Task: Rewrite the rows below as a JSON list of strings, one string per line, leaving out blank lines and the pictures.
*****
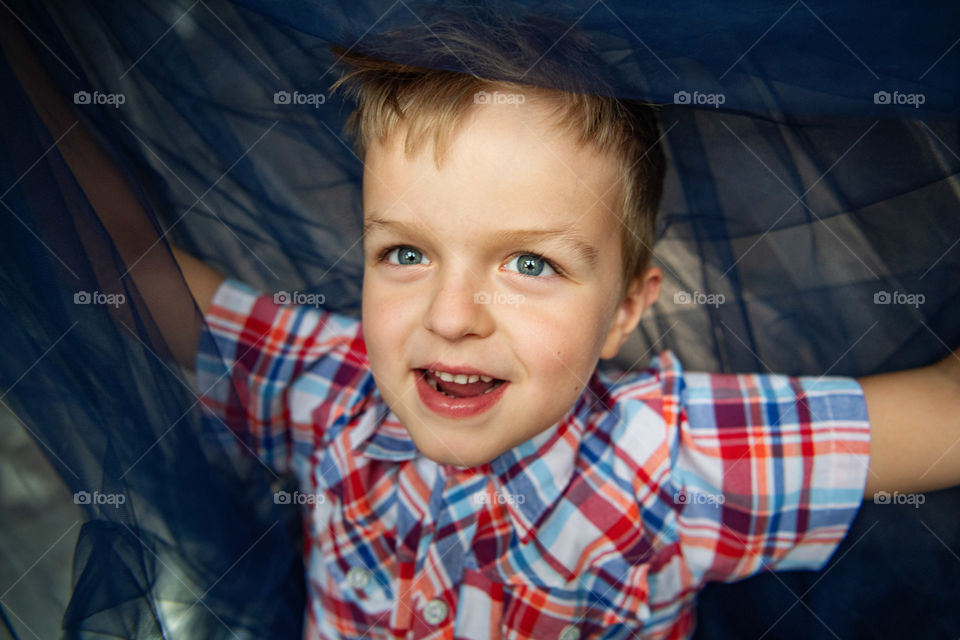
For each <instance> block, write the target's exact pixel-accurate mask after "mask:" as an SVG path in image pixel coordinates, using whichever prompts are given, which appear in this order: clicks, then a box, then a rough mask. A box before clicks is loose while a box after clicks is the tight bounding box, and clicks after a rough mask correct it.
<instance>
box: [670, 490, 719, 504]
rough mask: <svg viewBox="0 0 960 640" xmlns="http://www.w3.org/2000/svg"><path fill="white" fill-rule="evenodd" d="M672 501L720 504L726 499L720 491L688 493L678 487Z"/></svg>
mask: <svg viewBox="0 0 960 640" xmlns="http://www.w3.org/2000/svg"><path fill="white" fill-rule="evenodd" d="M673 501H674V502H675V503H676V504H715V505H721V504H723V503H725V502H726V501H727V497H726V496H725V495H723V494H722V493H719V494H713V493H699V492H696V493H690V492H688V491H686V490H685V489H680V490H679V491H677V492H676V493H674V494H673Z"/></svg>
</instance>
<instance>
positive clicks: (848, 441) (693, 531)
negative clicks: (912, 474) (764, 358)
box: [661, 352, 870, 581]
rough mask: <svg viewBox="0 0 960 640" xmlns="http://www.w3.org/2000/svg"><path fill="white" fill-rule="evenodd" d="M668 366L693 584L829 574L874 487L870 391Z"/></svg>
mask: <svg viewBox="0 0 960 640" xmlns="http://www.w3.org/2000/svg"><path fill="white" fill-rule="evenodd" d="M661 365H662V378H661V381H662V385H663V394H664V396H663V409H664V414H665V416H664V417H665V419H666V420H667V424H668V429H670V431H671V432H672V433H673V434H674V435H675V440H674V441H673V442H672V452H671V457H672V458H674V459H673V464H672V467H671V472H670V473H671V480H672V484H673V486H674V488H675V489H676V497H675V502H676V503H677V509H678V511H677V532H678V537H679V544H680V546H681V550H682V553H683V556H684V558H685V561H686V563H687V565H688V569H689V570H690V571H691V573H692V574H693V577H694V578H695V579H696V578H699V580H701V581H707V580H720V581H733V580H739V579H741V578H746V577H747V576H750V575H752V574H755V573H758V572H761V571H767V570H790V569H820V568H822V567H823V566H824V565H825V564H826V562H827V561H828V560H829V559H830V556H831V555H832V554H833V552H834V550H835V549H836V547H837V545H838V544H839V543H840V541H841V540H842V539H843V537H844V536H845V535H846V532H847V530H848V529H849V527H850V524H851V522H852V521H853V519H854V517H855V515H856V513H857V510H858V509H859V507H860V504H861V502H862V499H863V490H864V487H865V485H866V479H867V471H868V464H869V442H870V427H869V423H868V421H867V409H866V403H865V400H864V397H863V390H862V389H861V387H860V385H859V383H858V382H857V381H856V380H854V379H852V378H843V377H820V378H816V377H789V376H783V375H767V374H746V375H744V374H710V373H684V372H683V371H682V369H681V367H680V364H679V362H677V360H676V358H675V357H673V355H672V354H671V353H670V352H666V354H665V355H662V356H661ZM670 427H673V428H670Z"/></svg>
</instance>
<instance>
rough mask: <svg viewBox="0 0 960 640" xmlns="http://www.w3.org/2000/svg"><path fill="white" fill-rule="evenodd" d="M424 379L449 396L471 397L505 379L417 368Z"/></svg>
mask: <svg viewBox="0 0 960 640" xmlns="http://www.w3.org/2000/svg"><path fill="white" fill-rule="evenodd" d="M417 371H419V372H420V374H421V375H422V376H423V378H424V381H425V382H426V383H427V384H428V385H430V387H432V388H433V390H434V391H438V392H440V393H442V394H443V395H445V396H448V397H450V398H473V397H476V396H482V395H485V394H488V393H490V392H491V391H494V390H496V389H497V388H498V387H499V386H500V385H502V384H503V383H504V382H506V380H500V379H499V378H491V377H490V376H483V375H478V374H469V375H467V374H465V373H458V374H452V373H447V372H445V371H435V370H433V369H418V370H417Z"/></svg>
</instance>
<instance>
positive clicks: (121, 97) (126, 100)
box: [73, 91, 127, 109]
mask: <svg viewBox="0 0 960 640" xmlns="http://www.w3.org/2000/svg"><path fill="white" fill-rule="evenodd" d="M126 101H127V96H125V95H124V94H122V93H104V92H102V91H94V92H93V93H91V92H89V91H77V92H76V93H74V94H73V104H105V105H109V106H111V107H113V108H114V109H119V108H120V105H121V104H123V103H124V102H126Z"/></svg>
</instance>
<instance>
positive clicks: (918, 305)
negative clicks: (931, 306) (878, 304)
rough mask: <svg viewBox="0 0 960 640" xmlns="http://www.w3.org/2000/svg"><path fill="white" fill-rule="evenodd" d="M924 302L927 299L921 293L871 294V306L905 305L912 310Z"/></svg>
mask: <svg viewBox="0 0 960 640" xmlns="http://www.w3.org/2000/svg"><path fill="white" fill-rule="evenodd" d="M926 300H927V297H926V296H925V295H923V294H922V293H902V292H900V291H894V292H893V293H891V292H889V291H877V292H876V293H874V294H873V304H905V305H909V306H911V307H913V308H914V309H918V308H919V307H920V305H921V304H923V303H924V302H926Z"/></svg>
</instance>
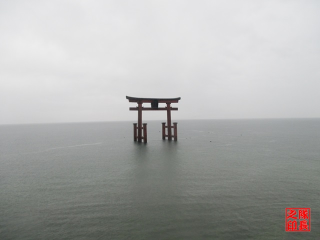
*****
Response to the task:
[
  "For each <instance> block, write the target's exact pixel-accurate mask after \"mask:\" as an SVG path in image pixel coordinates, using whichever prompts are given, which appear in this order: clicks, then a box, then a rough mask. A box before clicks is loose while a box after clicks is the tight bounding box, and clicks after a rough mask correct it.",
  "<instance>",
  "box: [670, 490, 719, 504]",
  "rough mask: <svg viewBox=\"0 0 960 640\" xmlns=\"http://www.w3.org/2000/svg\"><path fill=\"white\" fill-rule=\"evenodd\" d=\"M672 501L720 504L726 499L720 491L688 493L678 487Z\"/></svg>",
  "mask: <svg viewBox=\"0 0 960 640\" xmlns=\"http://www.w3.org/2000/svg\"><path fill=\"white\" fill-rule=\"evenodd\" d=\"M673 501H674V502H675V503H676V504H715V505H721V504H723V503H725V502H726V501H727V497H726V496H725V495H723V494H722V493H719V494H713V493H699V492H696V493H690V492H688V491H686V490H685V489H680V490H679V491H677V492H676V493H674V494H673Z\"/></svg>",
  "</instance>",
  "<instance>",
  "positive clicks: (848, 441) (693, 531)",
  "negative clicks: (912, 474) (764, 358)",
  "box: [661, 352, 870, 581]",
  "rough mask: <svg viewBox=\"0 0 960 640\" xmlns=\"http://www.w3.org/2000/svg\"><path fill=\"white\" fill-rule=\"evenodd\" d=\"M668 366L693 584L829 574L874 487L870 391Z\"/></svg>",
  "mask: <svg viewBox=\"0 0 960 640\" xmlns=\"http://www.w3.org/2000/svg\"><path fill=\"white\" fill-rule=\"evenodd\" d=\"M661 365H662V378H661V381H662V385H663V394H664V396H663V409H664V414H665V416H664V417H665V419H666V420H667V424H668V429H670V431H671V432H672V433H673V434H674V435H675V440H674V441H673V442H672V452H671V457H672V458H674V459H673V464H672V467H671V472H670V473H671V480H672V484H673V486H674V488H675V489H676V497H675V502H676V503H677V509H678V511H677V532H678V537H679V544H680V546H681V550H682V553H683V556H684V558H685V561H686V563H687V565H688V569H689V570H690V571H691V573H692V574H693V577H694V578H695V579H696V578H699V580H701V581H707V580H720V581H733V580H739V579H741V578H746V577H747V576H750V575H752V574H755V573H758V572H761V571H767V570H790V569H820V568H822V567H823V566H824V565H825V564H826V562H827V561H828V560H829V559H830V556H831V555H832V554H833V552H834V550H835V549H836V547H837V545H838V544H839V543H840V541H841V540H842V539H843V537H844V536H845V535H846V532H847V530H848V529H849V527H850V524H851V522H852V521H853V519H854V517H855V515H856V513H857V510H858V509H859V507H860V504H861V502H862V499H863V490H864V487H865V485H866V479H867V471H868V464H869V442H870V427H869V423H868V421H867V409H866V403H865V400H864V397H863V390H862V389H861V387H860V385H859V383H858V382H857V381H856V380H854V379H852V378H843V377H820V378H816V377H789V376H783V375H767V374H746V375H744V374H710V373H684V372H683V371H682V369H681V367H680V364H679V362H677V360H676V358H675V357H673V355H672V354H671V353H670V352H666V354H665V355H662V356H661ZM670 427H673V428H670Z\"/></svg>",
  "</instance>",
  "<instance>",
  "rough mask: <svg viewBox=\"0 0 960 640\" xmlns=\"http://www.w3.org/2000/svg\"><path fill=\"white\" fill-rule=\"evenodd\" d=\"M424 379L449 396L471 397L505 379L417 368Z\"/></svg>",
  "mask: <svg viewBox=\"0 0 960 640\" xmlns=\"http://www.w3.org/2000/svg\"><path fill=\"white\" fill-rule=\"evenodd\" d=\"M417 371H419V372H420V374H421V375H422V376H423V378H424V381H425V382H426V383H427V384H428V385H430V387H432V388H433V390H434V391H438V392H440V393H442V394H443V395H445V396H448V397H450V398H473V397H476V396H482V395H485V394H488V393H490V392H491V391H494V390H496V389H497V388H498V387H499V386H500V385H502V384H503V383H504V382H506V380H500V379H499V378H491V377H490V376H483V375H478V374H469V375H467V374H465V373H458V374H452V373H447V372H445V371H435V370H433V369H418V370H417Z\"/></svg>",
  "</instance>",
  "<instance>",
  "positive clicks: (121, 97) (126, 100)",
  "box: [73, 91, 127, 109]",
  "mask: <svg viewBox=\"0 0 960 640\" xmlns=\"http://www.w3.org/2000/svg\"><path fill=\"white\" fill-rule=\"evenodd\" d=\"M126 101H127V96H125V95H124V94H122V93H104V92H102V91H94V92H93V93H91V92H89V91H77V92H76V93H74V94H73V104H105V105H109V106H111V107H113V108H114V109H119V108H120V105H121V104H123V103H124V102H126Z\"/></svg>",
  "</instance>",
  "<instance>",
  "positive clicks: (918, 305)",
  "negative clicks: (931, 306) (878, 304)",
  "rough mask: <svg viewBox=\"0 0 960 640\" xmlns=\"http://www.w3.org/2000/svg\"><path fill=\"white\" fill-rule=\"evenodd\" d=\"M924 302L927 299L921 293L871 294V306L905 305L912 310Z\"/></svg>",
  "mask: <svg viewBox=\"0 0 960 640\" xmlns=\"http://www.w3.org/2000/svg\"><path fill=\"white\" fill-rule=\"evenodd\" d=\"M926 300H927V297H926V296H925V295H923V294H922V293H902V292H900V291H894V292H893V293H891V292H889V291H877V292H876V293H874V294H873V304H905V305H909V306H911V307H913V308H914V309H918V308H919V307H920V305H921V304H923V303H924V302H926Z\"/></svg>",
  "</instance>"
]